### Collection entries
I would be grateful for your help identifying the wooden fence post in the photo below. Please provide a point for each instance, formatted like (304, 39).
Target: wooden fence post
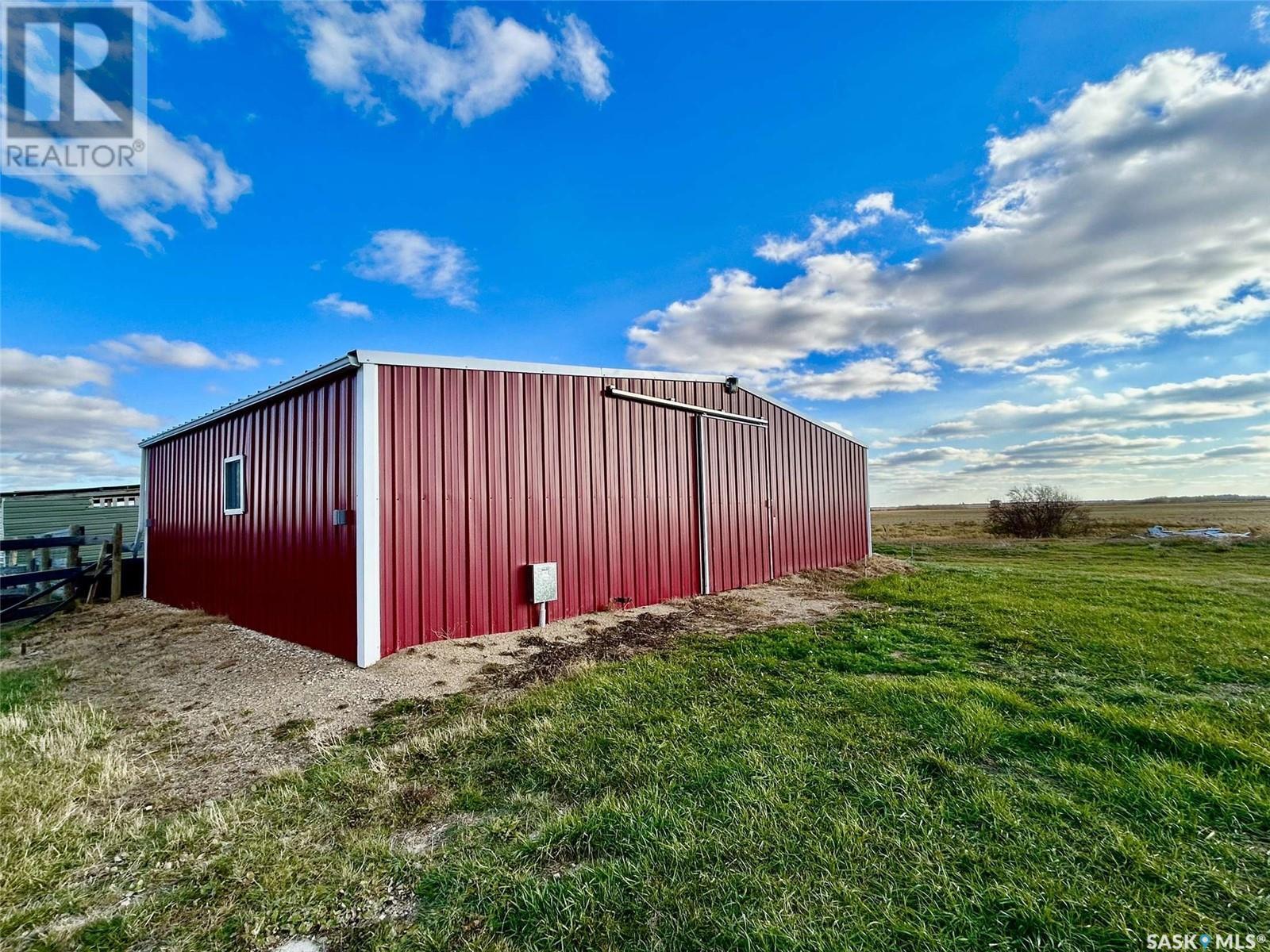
(73, 562)
(117, 562)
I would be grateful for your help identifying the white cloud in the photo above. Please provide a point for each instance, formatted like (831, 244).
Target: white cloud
(202, 22)
(156, 351)
(186, 175)
(334, 304)
(827, 232)
(1233, 397)
(1062, 381)
(860, 378)
(19, 368)
(1130, 213)
(55, 437)
(486, 67)
(582, 60)
(40, 220)
(431, 267)
(879, 202)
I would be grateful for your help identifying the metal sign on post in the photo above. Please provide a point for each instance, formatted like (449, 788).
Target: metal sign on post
(543, 588)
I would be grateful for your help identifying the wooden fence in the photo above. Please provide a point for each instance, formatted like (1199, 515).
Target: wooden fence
(42, 581)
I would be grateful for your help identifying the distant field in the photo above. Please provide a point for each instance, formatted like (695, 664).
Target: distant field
(959, 522)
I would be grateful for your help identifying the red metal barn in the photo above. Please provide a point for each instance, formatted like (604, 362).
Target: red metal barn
(387, 501)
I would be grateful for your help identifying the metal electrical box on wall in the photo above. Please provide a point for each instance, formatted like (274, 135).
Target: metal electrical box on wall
(543, 587)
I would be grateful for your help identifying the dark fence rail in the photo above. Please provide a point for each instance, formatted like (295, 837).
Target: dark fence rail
(42, 581)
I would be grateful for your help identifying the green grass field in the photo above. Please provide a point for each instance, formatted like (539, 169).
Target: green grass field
(1051, 746)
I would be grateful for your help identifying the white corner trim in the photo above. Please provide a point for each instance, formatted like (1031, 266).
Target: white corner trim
(143, 528)
(366, 513)
(868, 505)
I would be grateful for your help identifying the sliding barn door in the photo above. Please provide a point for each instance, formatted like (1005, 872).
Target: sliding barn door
(738, 494)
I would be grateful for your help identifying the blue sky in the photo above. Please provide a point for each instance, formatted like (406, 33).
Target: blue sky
(999, 243)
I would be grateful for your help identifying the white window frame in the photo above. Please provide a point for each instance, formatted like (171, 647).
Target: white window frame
(241, 463)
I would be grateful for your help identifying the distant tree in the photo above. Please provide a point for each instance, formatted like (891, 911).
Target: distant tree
(1038, 512)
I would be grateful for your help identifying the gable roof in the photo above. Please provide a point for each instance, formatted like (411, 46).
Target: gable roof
(391, 359)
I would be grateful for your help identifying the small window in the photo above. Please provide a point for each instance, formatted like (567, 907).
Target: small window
(234, 501)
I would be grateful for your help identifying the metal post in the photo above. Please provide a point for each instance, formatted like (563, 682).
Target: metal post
(46, 562)
(117, 562)
(702, 509)
(73, 562)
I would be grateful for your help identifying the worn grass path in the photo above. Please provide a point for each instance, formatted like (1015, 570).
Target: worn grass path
(1028, 747)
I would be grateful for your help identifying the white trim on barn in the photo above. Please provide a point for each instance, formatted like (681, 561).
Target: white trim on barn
(141, 541)
(225, 486)
(366, 514)
(391, 359)
(868, 505)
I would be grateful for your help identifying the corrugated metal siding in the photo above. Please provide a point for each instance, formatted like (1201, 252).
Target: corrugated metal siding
(281, 568)
(56, 513)
(486, 471)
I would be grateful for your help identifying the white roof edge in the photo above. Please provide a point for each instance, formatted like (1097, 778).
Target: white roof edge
(393, 359)
(260, 397)
(479, 363)
(802, 416)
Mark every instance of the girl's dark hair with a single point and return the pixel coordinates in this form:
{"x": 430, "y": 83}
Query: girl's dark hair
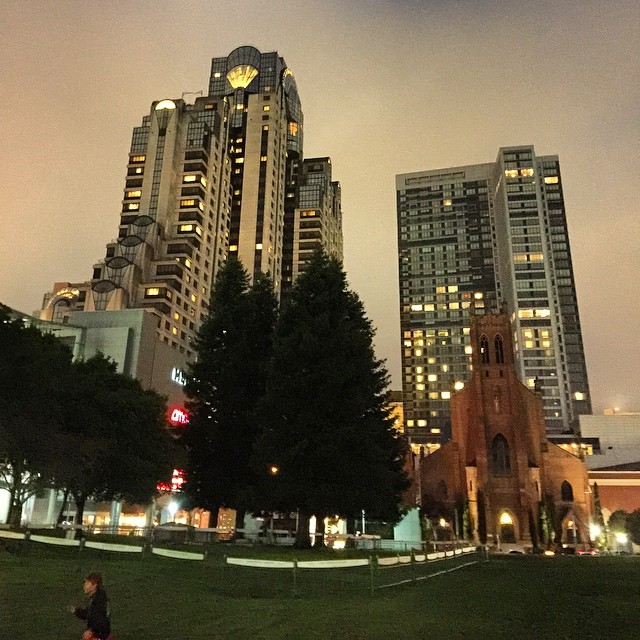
{"x": 95, "y": 578}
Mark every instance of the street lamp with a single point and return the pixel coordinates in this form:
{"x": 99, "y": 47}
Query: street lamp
{"x": 172, "y": 508}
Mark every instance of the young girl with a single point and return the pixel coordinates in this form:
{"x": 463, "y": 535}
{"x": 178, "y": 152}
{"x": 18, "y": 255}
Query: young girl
{"x": 96, "y": 613}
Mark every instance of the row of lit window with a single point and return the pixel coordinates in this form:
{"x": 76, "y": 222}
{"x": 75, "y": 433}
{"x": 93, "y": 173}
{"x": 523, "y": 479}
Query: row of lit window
{"x": 513, "y": 173}
{"x": 528, "y": 257}
{"x": 534, "y": 313}
{"x": 194, "y": 178}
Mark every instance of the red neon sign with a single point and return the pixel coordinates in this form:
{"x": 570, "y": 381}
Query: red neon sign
{"x": 177, "y": 480}
{"x": 178, "y": 417}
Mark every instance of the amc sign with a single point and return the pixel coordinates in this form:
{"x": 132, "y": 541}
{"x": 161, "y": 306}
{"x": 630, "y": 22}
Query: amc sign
{"x": 178, "y": 417}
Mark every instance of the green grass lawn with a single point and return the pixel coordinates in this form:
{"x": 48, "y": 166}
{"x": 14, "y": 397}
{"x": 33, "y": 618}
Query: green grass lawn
{"x": 163, "y": 599}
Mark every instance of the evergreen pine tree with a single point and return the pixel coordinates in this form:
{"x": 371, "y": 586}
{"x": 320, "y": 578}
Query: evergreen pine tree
{"x": 226, "y": 382}
{"x": 328, "y": 446}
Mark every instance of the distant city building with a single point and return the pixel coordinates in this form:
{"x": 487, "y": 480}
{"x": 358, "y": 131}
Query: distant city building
{"x": 487, "y": 236}
{"x": 619, "y": 439}
{"x": 221, "y": 176}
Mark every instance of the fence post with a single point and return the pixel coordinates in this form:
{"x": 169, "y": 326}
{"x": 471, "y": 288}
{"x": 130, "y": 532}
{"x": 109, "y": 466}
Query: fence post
{"x": 371, "y": 569}
{"x": 413, "y": 566}
{"x": 295, "y": 577}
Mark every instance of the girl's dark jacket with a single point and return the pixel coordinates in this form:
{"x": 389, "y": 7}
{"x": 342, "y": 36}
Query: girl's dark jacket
{"x": 96, "y": 613}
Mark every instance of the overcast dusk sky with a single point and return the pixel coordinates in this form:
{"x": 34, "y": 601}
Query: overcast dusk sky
{"x": 386, "y": 87}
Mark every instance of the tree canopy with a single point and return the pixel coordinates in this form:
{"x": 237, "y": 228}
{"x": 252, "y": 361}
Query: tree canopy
{"x": 115, "y": 445}
{"x": 80, "y": 426}
{"x": 34, "y": 370}
{"x": 328, "y": 445}
{"x": 226, "y": 383}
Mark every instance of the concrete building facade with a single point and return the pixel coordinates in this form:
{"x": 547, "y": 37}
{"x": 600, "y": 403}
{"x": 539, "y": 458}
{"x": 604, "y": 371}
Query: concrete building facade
{"x": 484, "y": 236}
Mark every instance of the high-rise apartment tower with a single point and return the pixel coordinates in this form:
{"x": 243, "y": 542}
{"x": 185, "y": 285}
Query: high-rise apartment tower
{"x": 482, "y": 236}
{"x": 221, "y": 176}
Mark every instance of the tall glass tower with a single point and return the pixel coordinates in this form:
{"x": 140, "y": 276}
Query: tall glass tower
{"x": 476, "y": 237}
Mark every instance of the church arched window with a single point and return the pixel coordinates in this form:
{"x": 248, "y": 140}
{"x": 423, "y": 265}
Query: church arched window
{"x": 566, "y": 492}
{"x": 499, "y": 349}
{"x": 484, "y": 349}
{"x": 500, "y": 460}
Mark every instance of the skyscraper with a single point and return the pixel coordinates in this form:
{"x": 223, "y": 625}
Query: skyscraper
{"x": 483, "y": 236}
{"x": 205, "y": 180}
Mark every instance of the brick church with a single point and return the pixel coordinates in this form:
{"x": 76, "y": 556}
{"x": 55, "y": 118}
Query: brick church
{"x": 499, "y": 478}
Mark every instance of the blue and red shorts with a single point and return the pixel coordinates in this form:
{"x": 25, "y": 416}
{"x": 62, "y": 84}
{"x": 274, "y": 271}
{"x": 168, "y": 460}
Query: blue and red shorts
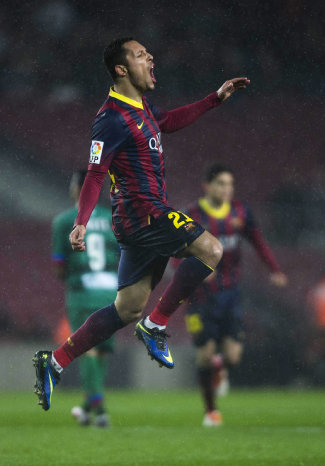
{"x": 148, "y": 250}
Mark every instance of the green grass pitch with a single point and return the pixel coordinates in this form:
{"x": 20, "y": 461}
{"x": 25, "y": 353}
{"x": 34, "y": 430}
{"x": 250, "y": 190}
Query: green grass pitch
{"x": 262, "y": 428}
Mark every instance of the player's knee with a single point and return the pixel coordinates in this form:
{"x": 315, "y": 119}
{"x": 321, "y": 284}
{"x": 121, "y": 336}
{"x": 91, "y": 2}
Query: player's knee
{"x": 131, "y": 311}
{"x": 215, "y": 251}
{"x": 131, "y": 314}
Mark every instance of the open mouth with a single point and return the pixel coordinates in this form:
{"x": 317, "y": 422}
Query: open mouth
{"x": 152, "y": 75}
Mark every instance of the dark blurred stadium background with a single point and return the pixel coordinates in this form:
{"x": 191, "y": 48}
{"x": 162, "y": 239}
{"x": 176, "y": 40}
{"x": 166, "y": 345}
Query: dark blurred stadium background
{"x": 52, "y": 82}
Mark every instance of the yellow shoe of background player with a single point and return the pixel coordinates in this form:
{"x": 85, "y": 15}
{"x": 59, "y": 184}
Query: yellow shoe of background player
{"x": 212, "y": 419}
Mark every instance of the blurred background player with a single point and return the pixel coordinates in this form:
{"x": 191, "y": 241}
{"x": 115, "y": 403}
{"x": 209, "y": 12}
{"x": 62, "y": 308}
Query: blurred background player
{"x": 90, "y": 280}
{"x": 214, "y": 315}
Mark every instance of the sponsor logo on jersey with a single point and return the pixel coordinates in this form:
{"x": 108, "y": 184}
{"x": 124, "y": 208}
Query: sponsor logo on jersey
{"x": 96, "y": 150}
{"x": 155, "y": 143}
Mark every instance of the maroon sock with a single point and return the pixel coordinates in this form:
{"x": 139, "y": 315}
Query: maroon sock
{"x": 98, "y": 327}
{"x": 189, "y": 274}
{"x": 205, "y": 377}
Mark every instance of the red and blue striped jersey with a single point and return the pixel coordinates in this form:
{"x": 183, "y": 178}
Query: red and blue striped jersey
{"x": 126, "y": 142}
{"x": 230, "y": 223}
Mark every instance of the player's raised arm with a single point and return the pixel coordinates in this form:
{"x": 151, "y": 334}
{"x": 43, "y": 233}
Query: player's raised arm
{"x": 88, "y": 199}
{"x": 173, "y": 120}
{"x": 108, "y": 134}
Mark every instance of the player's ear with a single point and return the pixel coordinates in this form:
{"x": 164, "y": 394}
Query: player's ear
{"x": 120, "y": 70}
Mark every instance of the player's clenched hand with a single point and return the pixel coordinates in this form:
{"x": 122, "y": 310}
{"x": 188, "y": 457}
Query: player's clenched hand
{"x": 279, "y": 279}
{"x": 76, "y": 238}
{"x": 231, "y": 86}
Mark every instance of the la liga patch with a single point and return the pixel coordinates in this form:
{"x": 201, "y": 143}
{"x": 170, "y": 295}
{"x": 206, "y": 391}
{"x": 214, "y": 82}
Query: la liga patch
{"x": 96, "y": 150}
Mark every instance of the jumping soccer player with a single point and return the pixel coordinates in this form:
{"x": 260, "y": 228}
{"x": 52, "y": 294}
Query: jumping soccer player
{"x": 214, "y": 315}
{"x": 90, "y": 280}
{"x": 126, "y": 143}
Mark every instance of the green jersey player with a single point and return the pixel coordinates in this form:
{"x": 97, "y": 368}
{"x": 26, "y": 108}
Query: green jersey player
{"x": 90, "y": 280}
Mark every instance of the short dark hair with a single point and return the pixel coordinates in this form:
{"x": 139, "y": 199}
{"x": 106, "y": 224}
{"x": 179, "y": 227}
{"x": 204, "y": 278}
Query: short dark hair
{"x": 214, "y": 170}
{"x": 114, "y": 54}
{"x": 78, "y": 177}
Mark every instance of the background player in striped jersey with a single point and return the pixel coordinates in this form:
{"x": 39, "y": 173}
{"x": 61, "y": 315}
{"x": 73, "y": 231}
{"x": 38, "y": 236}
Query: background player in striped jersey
{"x": 126, "y": 142}
{"x": 90, "y": 280}
{"x": 214, "y": 314}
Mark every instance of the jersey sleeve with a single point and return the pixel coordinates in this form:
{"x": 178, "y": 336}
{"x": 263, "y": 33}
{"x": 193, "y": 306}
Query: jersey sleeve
{"x": 254, "y": 236}
{"x": 173, "y": 120}
{"x": 109, "y": 133}
{"x": 59, "y": 240}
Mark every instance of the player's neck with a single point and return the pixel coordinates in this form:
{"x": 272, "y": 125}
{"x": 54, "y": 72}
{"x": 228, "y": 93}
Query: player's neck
{"x": 128, "y": 90}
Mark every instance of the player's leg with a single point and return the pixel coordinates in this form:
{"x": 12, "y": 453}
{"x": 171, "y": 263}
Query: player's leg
{"x": 205, "y": 372}
{"x": 201, "y": 259}
{"x": 93, "y": 369}
{"x": 100, "y": 326}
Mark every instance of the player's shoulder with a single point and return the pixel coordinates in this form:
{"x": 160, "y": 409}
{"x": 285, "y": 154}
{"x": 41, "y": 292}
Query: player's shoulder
{"x": 108, "y": 115}
{"x": 193, "y": 207}
{"x": 103, "y": 211}
{"x": 65, "y": 217}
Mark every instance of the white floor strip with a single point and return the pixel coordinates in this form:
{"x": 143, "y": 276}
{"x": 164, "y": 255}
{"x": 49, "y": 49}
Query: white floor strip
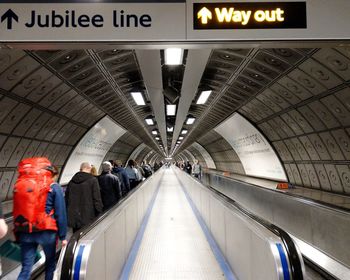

### Given instruction
Report how many lines of the material above contain the word "raised". Give only the number.

### Reply
2